* THE REQUEST: Set down each record below precisely, skipping the pictures.
## start
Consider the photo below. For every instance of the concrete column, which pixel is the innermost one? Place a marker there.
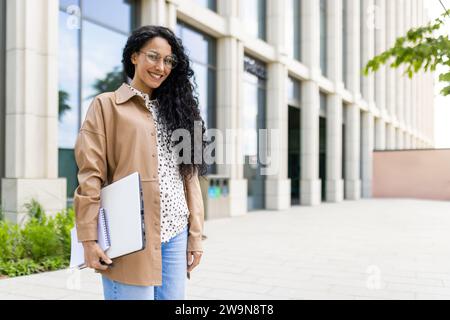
(352, 153)
(391, 83)
(334, 42)
(32, 109)
(399, 139)
(352, 128)
(367, 123)
(230, 57)
(380, 132)
(390, 137)
(380, 47)
(400, 78)
(334, 182)
(2, 88)
(354, 48)
(310, 186)
(408, 81)
(278, 186)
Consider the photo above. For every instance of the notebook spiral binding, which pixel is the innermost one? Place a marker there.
(105, 227)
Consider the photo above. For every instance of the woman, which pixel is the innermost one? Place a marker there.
(130, 130)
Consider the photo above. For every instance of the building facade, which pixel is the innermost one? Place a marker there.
(291, 65)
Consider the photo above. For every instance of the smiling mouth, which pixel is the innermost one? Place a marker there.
(155, 76)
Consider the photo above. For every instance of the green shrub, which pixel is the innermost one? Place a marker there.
(42, 244)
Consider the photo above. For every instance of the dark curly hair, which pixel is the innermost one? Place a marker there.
(176, 95)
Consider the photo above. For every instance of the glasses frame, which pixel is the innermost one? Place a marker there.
(151, 61)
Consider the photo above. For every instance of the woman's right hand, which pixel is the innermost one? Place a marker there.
(93, 254)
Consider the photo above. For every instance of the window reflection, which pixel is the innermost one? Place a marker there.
(253, 119)
(89, 63)
(116, 14)
(101, 69)
(253, 16)
(293, 27)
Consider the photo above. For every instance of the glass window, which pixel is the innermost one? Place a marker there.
(210, 4)
(101, 67)
(90, 46)
(293, 29)
(201, 50)
(323, 36)
(253, 15)
(253, 119)
(115, 14)
(293, 92)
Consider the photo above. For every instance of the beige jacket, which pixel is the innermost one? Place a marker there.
(117, 138)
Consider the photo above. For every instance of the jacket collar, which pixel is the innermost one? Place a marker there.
(123, 94)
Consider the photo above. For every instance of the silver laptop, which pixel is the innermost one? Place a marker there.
(123, 204)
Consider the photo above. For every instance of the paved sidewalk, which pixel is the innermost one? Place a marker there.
(368, 249)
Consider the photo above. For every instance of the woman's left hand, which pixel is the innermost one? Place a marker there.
(193, 259)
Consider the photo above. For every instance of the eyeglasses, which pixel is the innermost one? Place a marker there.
(154, 57)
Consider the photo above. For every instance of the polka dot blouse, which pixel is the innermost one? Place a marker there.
(174, 209)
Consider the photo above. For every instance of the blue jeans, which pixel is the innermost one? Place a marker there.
(174, 268)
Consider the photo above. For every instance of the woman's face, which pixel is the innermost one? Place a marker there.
(150, 66)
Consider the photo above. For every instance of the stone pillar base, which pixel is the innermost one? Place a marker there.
(335, 190)
(310, 192)
(50, 193)
(278, 194)
(352, 189)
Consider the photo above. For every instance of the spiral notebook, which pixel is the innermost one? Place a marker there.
(104, 241)
(121, 226)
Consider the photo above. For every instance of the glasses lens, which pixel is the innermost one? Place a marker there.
(170, 62)
(152, 56)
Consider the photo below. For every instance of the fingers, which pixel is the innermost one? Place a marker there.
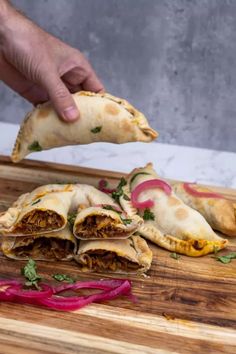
(60, 97)
(17, 82)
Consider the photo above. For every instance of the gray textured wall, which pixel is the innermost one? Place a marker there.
(173, 59)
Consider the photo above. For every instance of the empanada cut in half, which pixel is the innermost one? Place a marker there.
(59, 245)
(131, 255)
(102, 218)
(43, 210)
(173, 225)
(220, 213)
(103, 118)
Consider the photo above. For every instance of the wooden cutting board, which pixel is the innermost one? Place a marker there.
(185, 306)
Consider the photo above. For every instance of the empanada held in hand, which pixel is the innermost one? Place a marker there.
(103, 118)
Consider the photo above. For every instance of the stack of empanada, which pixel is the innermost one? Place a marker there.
(37, 224)
(61, 222)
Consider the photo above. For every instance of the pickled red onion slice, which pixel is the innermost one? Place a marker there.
(189, 189)
(153, 183)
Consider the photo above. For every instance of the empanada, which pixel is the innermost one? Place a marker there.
(131, 255)
(103, 118)
(176, 226)
(219, 213)
(59, 245)
(101, 217)
(43, 210)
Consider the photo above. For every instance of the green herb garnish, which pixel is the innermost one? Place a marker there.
(36, 201)
(175, 255)
(126, 221)
(63, 277)
(137, 174)
(71, 219)
(227, 258)
(30, 273)
(119, 191)
(148, 215)
(35, 146)
(96, 130)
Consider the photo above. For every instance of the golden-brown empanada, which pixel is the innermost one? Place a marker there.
(131, 255)
(219, 213)
(176, 226)
(103, 118)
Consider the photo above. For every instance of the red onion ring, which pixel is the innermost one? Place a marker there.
(188, 188)
(150, 184)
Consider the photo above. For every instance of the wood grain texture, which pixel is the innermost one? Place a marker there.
(184, 306)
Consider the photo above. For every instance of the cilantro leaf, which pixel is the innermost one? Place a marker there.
(96, 129)
(148, 215)
(227, 258)
(126, 221)
(35, 146)
(175, 255)
(30, 273)
(63, 277)
(119, 191)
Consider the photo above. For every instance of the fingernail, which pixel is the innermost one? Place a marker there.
(71, 113)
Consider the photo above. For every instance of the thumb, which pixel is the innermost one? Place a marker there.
(61, 98)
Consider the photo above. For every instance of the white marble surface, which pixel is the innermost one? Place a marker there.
(176, 162)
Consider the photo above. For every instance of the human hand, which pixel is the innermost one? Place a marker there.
(40, 67)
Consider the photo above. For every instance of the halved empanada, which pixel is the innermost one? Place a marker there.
(176, 226)
(219, 213)
(59, 245)
(102, 118)
(101, 217)
(131, 255)
(41, 211)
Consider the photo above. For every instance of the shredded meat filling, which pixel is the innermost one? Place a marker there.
(101, 260)
(39, 220)
(98, 226)
(45, 248)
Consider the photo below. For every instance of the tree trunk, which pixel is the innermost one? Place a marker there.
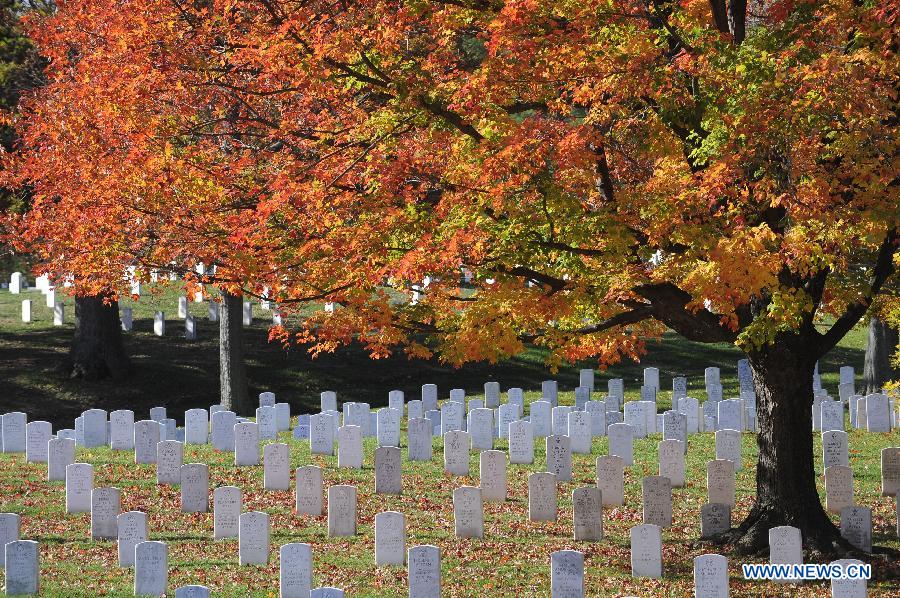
(785, 475)
(882, 344)
(232, 373)
(97, 350)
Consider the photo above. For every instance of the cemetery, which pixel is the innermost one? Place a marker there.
(449, 298)
(598, 489)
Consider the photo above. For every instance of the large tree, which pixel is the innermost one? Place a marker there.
(605, 169)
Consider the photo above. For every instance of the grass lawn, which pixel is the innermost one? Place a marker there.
(513, 558)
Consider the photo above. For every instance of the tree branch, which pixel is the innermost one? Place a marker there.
(884, 267)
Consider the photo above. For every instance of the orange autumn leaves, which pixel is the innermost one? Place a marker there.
(564, 153)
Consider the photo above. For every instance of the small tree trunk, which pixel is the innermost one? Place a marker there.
(785, 475)
(232, 373)
(882, 344)
(97, 350)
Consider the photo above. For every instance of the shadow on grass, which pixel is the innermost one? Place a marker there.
(180, 375)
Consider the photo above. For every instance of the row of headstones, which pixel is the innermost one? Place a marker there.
(567, 570)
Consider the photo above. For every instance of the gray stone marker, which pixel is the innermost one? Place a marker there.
(350, 447)
(169, 459)
(785, 546)
(543, 503)
(559, 457)
(621, 442)
(276, 467)
(567, 574)
(309, 491)
(193, 590)
(646, 550)
(226, 512)
(657, 500)
(834, 449)
(106, 505)
(341, 511)
(195, 488)
(728, 446)
(587, 510)
(146, 437)
(456, 452)
(151, 569)
(521, 442)
(131, 530)
(671, 461)
(492, 466)
(37, 435)
(838, 488)
(388, 423)
(321, 434)
(611, 479)
(390, 539)
(327, 592)
(196, 426)
(295, 578)
(541, 418)
(253, 538)
(10, 528)
(388, 474)
(714, 519)
(720, 482)
(468, 512)
(579, 432)
(23, 570)
(856, 527)
(424, 566)
(711, 576)
(223, 423)
(121, 430)
(848, 588)
(246, 444)
(481, 428)
(79, 484)
(890, 471)
(94, 422)
(559, 417)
## end
* WRITTEN ANSWER:
Consider the photo below. For every instance of the concrete column, which pixel is the innermost one? Place a marker there.
(352, 153)
(391, 83)
(334, 42)
(32, 109)
(399, 139)
(352, 128)
(367, 123)
(230, 57)
(380, 132)
(390, 137)
(380, 47)
(400, 78)
(334, 182)
(2, 88)
(354, 48)
(310, 186)
(408, 81)
(278, 186)
Consider the photo above. For every instance of the notebook spiral binding, which pixel is the innermost one? Place a marker there.
(105, 227)
Consider the photo above. For every instance of the woman, which pixel is the innermost one? Place a marker there.
(130, 130)
Consider the photo above. For every instance of the building facade, which pixel is the innermost one? Place a marker there.
(291, 65)
Consider the photo above. For every instance of the smiling mouth, which pixel is the innermost one? Place a marker there.
(155, 76)
Consider the photo above. For every instance of the green shrub, which pixel is the innermost one? Place a marker there.
(42, 244)
Consider the photo above. For every instance of the dark curly hair, which pixel is the innermost one? Place a marker there.
(176, 95)
Consider the photo above. For every instance of the glasses frame, which pixel is the innermost one? Place a marker there.
(151, 61)
Consider the photo above. For every instance of the woman's right hand, which pixel is the innermost one? Place a marker there.
(93, 254)
Consider the photo above. For every instance of the window reflection, which pixel is the innermost one? Place a marker there.
(253, 119)
(89, 63)
(116, 14)
(101, 69)
(253, 16)
(293, 27)
Consider the photo above. For every instance of the glass window, which pixel is the innermost one? Place a marker there.
(210, 4)
(101, 67)
(90, 46)
(293, 29)
(201, 50)
(323, 36)
(253, 15)
(253, 119)
(115, 14)
(293, 92)
Consider the photo above. For every instance of the beige jacket, which pixel is the innermost one? Place a marker there.
(117, 138)
Consider the photo above. For every instance of the jacket collar, which pixel is the innermost one? Place a marker there.
(123, 94)
Consider the photo above. For every instance of the silver laptop, which pixel is the innermost one? Place a marker there.
(123, 204)
Consider the photo above. For every instance of the paved sidewalk, which pixel is the innermost one? Place a marker there.
(368, 249)
Consider the photo above. For every instance of the woman's left hand, which pixel is the innermost one? Place a marker there.
(193, 259)
Consider the photo above. For every instance of the eyeglasses, which pixel is the innermost one? Place a marker there.
(154, 57)
Consider the photo above. For every instance of the polka dot blouse, which pixel is the innermost one? Place a marker there.
(174, 209)
Consider the photo above. For every instance of the blue jeans, which pixel is the innermost one? Place a marker there.
(174, 268)
Consider the photo above. For every instance of the woman's face, which pixel is the innermost one? Place a marker there.
(150, 66)
Consider the photo above. For every instance of the stone pillar base, which pixel is the innermost one? Place a marker there.
(335, 190)
(310, 192)
(50, 193)
(278, 194)
(352, 189)
Consider the photo above. For every instance of the spiral notebook, which pixel is the innermost one? Place a marker there.
(104, 241)
(121, 226)
Consider the photo above. For every instance of the glasses lens, which pixel is the innermost one? Place a marker there.
(170, 62)
(152, 56)
Consider the photo below. For every instance of the fingers, which pixel is the innermost one? Place a marker there.
(60, 97)
(17, 82)
Consider the photo above. For every instance of the gray textured wall, which pixel is the innermost one? Place a marker there.
(173, 59)
Consider the photo above. For every instance of the empanada cut in half, which pixel is the innermost one? Place a marker there.
(59, 245)
(131, 255)
(102, 218)
(43, 210)
(173, 225)
(220, 213)
(103, 118)
Consider the photo above. For every instance of the wooden cutting board, which pixel is the innermost one? Place a marker there.
(185, 306)
Consider the photo above. For every instance of the empanada held in hand, which pixel is the innermost one? Place a marker there.
(103, 118)
Consider the photo above. For every instance of the stack of empanada, which pixel is the innermost one? Place a marker there.
(37, 224)
(61, 222)
Consider the photo above. For every instance of the pickled red onion slice, which pixel is the innermost one? Place a marker there.
(189, 189)
(153, 183)
Consider the photo above. For every instance of the empanada, which pixel is the innermost one? Place a marker there.
(131, 255)
(103, 118)
(176, 226)
(219, 213)
(59, 245)
(101, 217)
(43, 210)
Consider the photo above. For every instance of the green herb garnish, which pixel is the innermost one? Place a marker there.
(36, 201)
(175, 255)
(126, 221)
(63, 277)
(137, 174)
(71, 219)
(227, 258)
(30, 273)
(119, 191)
(148, 215)
(35, 146)
(96, 130)
Consider the photo above. For every instance of the golden-brown empanada, which pixel is the innermost one? Place a marker there.
(131, 255)
(219, 213)
(176, 226)
(103, 118)
Consider the photo above. For every instance of the red onion ring, which pixel is the innermost one? Place a marker there.
(188, 188)
(150, 184)
Consider the photo above. For every instance of the wood grain texture, which pixel is the innermost one? Place a marker there.
(184, 306)
Consider the photo above. For every instance of the cilantro leaf, which pixel is the innermost one? Place a marker there.
(96, 129)
(148, 215)
(227, 258)
(126, 221)
(35, 146)
(175, 255)
(30, 273)
(63, 277)
(119, 191)
Consider the photo above. For every instance of the fingernail, which pixel is the innermost one? Place a marker there.
(71, 113)
Consider the photo above. For every instance of the thumb, which pixel is the innermost one? Place a marker there.
(61, 98)
Consider the photo above. For every instance of the white marble surface, which pixel is the innermost one? Place a marker there.
(176, 162)
Consider the photo above. For every instance of the human hand, which pixel is the innermost one? Place a marker there.
(40, 67)
Consider the photo above. For every instance of the halved empanada, which pixel is the innermost one? Place a marker there.
(176, 226)
(219, 213)
(59, 245)
(102, 118)
(101, 217)
(131, 255)
(41, 211)
Consider the photo above. For every instance of the shredded meat filling, which pixel is the innermost one? Place a marker there.
(101, 260)
(39, 220)
(98, 226)
(45, 248)
Consider the photo below. For every instance of the tree trunk, which pixel is the innermost one? Place a marker there.
(785, 475)
(882, 344)
(232, 373)
(97, 350)
Consider the photo above. For every instance of the cemetery, which pixel is the innermost one? Place a marker there.
(449, 298)
(598, 489)
Consider the photo above. For every instance of the large tree, which pixel is the innermost one? Place a marker there.
(605, 169)
Consider the photo above. For every instance of the grass lawn, which pixel is the innermost one? Place a marker there.
(513, 558)
Consider the photo above. For every instance of the tree branch, which pixel is the innermost one? Place a marker there.
(884, 267)
Consider the photo above. For every instance of the orange autumn leaves, which pixel is the innermost one? Place a marker there.
(564, 153)
Consider the photo above. For every instance of the small tree trunk, which pixel is the innermost one? Place a marker there.
(785, 475)
(232, 373)
(882, 344)
(97, 350)
Consider the photo above. For every instance of the shadow on grass, which pixel is the innermost one? Place a marker there.
(180, 375)
Consider the photo above. For every instance of the row of headstones, which pixel is the innermost one? Place a marker there.
(567, 570)
Consider the photo above. For every instance of the gray stone marker, which pixel is the innermost one? Place a marker there.
(350, 447)
(169, 459)
(785, 546)
(543, 503)
(559, 457)
(621, 442)
(276, 467)
(567, 574)
(309, 491)
(193, 590)
(646, 550)
(226, 512)
(657, 500)
(834, 449)
(106, 505)
(341, 511)
(195, 488)
(728, 446)
(587, 510)
(146, 437)
(456, 452)
(151, 569)
(521, 442)
(131, 530)
(671, 461)
(492, 466)
(37, 435)
(838, 488)
(388, 423)
(321, 434)
(611, 479)
(390, 539)
(327, 592)
(196, 426)
(295, 578)
(541, 418)
(253, 538)
(10, 528)
(388, 474)
(714, 519)
(720, 482)
(468, 512)
(579, 432)
(23, 570)
(856, 527)
(424, 566)
(711, 576)
(223, 423)
(121, 430)
(848, 588)
(246, 444)
(481, 428)
(79, 484)
(890, 471)
(94, 422)
(559, 417)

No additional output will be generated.